| ТЕКСТ ДЛЯ ЧТЕНИЯ |
====

А дело было в том, что все сорок лет, срок весьма серьезный, я прожил в Ташкенте, что называется, на одной ноге. Поставить вторую мне все как-то не давали — то обстоятельства, то уважительные причины, то конкретные люди. Со временем начал понимать, что за этим стоит не личное мое невезение, а национальная политика советского государства, согласно которой везде и всюду «первое лицо» в Узбекистане должно было быть «титульной» национальности, а вот вторым при нем может быть кто угодно, хоть татарин, хоть армянин, хоть, извините за выражение, русский еврей. И это само по себе не составляет проблемы, ибо на всех уровнях Узбекской ССР полно было «вторых лиц», которые на самом деле заправляли всеми делами за «первых» и прекрасно были при этом устроены во всех отношениях, в том числе по части самоуважения и общественного признания. Проблему составлял мой характер, или, если хотите, мировоззрение.
Когда в ФТИ я написал первую в жизни научную статью и показал ее завлабу (был такой — Юабов), тот сказал — ну, неплохо. Поправь вот здесь, вот здесь и поставь подписи. Какие подписи? Ну, много для молодого не надо, давай по минимуму — академик такой-то, доктор наук такой-то, мою фамилию, ладно, можешь поставить, и еще двух узбеков. Каких узбеков? Таких же как ты, молодых, сказал Юабов. Сам выбери. Лаборатория у нас большая.

====

| ИСХОДНЫЕ ДАННЫЕ |
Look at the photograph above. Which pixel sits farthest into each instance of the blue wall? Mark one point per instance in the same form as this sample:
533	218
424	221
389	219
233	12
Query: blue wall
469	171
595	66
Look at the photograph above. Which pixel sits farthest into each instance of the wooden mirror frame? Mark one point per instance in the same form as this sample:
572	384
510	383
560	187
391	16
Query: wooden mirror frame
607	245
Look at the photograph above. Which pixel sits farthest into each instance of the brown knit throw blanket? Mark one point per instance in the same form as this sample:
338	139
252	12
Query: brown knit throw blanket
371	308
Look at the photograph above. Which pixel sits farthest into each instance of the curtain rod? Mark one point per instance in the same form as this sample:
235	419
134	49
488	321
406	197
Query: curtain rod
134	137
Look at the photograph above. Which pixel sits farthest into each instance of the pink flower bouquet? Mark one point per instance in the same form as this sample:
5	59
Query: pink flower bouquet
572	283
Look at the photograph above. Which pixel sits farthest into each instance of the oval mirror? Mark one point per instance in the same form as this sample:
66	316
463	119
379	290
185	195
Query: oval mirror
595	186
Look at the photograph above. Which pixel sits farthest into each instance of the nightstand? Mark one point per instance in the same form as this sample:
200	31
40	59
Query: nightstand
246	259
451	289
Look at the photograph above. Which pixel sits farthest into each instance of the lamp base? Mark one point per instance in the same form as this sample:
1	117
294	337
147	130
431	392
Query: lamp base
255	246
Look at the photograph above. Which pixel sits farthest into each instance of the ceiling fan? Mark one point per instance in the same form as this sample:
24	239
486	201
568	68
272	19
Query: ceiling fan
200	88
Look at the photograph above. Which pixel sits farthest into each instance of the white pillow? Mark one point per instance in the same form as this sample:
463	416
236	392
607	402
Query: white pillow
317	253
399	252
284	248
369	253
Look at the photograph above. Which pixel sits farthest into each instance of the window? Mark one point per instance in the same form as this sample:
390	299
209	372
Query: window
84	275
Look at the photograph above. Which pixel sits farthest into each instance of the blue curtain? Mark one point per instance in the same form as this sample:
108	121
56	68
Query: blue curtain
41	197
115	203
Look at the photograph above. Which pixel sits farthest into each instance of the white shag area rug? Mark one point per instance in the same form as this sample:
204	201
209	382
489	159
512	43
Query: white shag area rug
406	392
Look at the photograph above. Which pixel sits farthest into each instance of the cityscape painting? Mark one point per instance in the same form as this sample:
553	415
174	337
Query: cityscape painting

====

| ЗАДАНИЕ 1 |
Перескажи короче абзац текста о Ташкенте, который начинается словами «Когда в ФТИ я написал», и сохрани его главные факты.
| ЗАДАНИЕ 2 |
Выпиши, пожалуйста, из текста о Ташкенте всё, что идёт от слов «Когда в ФТИ» и до слов «у нас большая.».
Перечень — это отдельный материал.

| ОТВЕТ 1 |
В ФТИ я написал первую научную статью и показал её завлабу Юабову. Тот счёл её неплохой и велел внести правки и поставить подписи: академика, доктора наук и других, в том числе двух молодых узбеков из лаборатории, которых предложил выбрать самому.

| ОТВЕТ 2 |
Когда в ФТИ я написал первую в жизни научную статью и показал ее завлабу (был такой — Юабов), тот сказал — ну, неплохо. Поправь вот здесь, вот здесь и поставь подписи. Какие подписи? Ну, много для молодого не надо, давай по минимуму — академик такой-то, доктор наук такой-то, мою фамилию, ладно, можешь поставить, и еще двух узбеков. Каких узбеков? Таких же как ты, молодых, сказал Юабов. Сам выбери. Лаборатория у нас большая.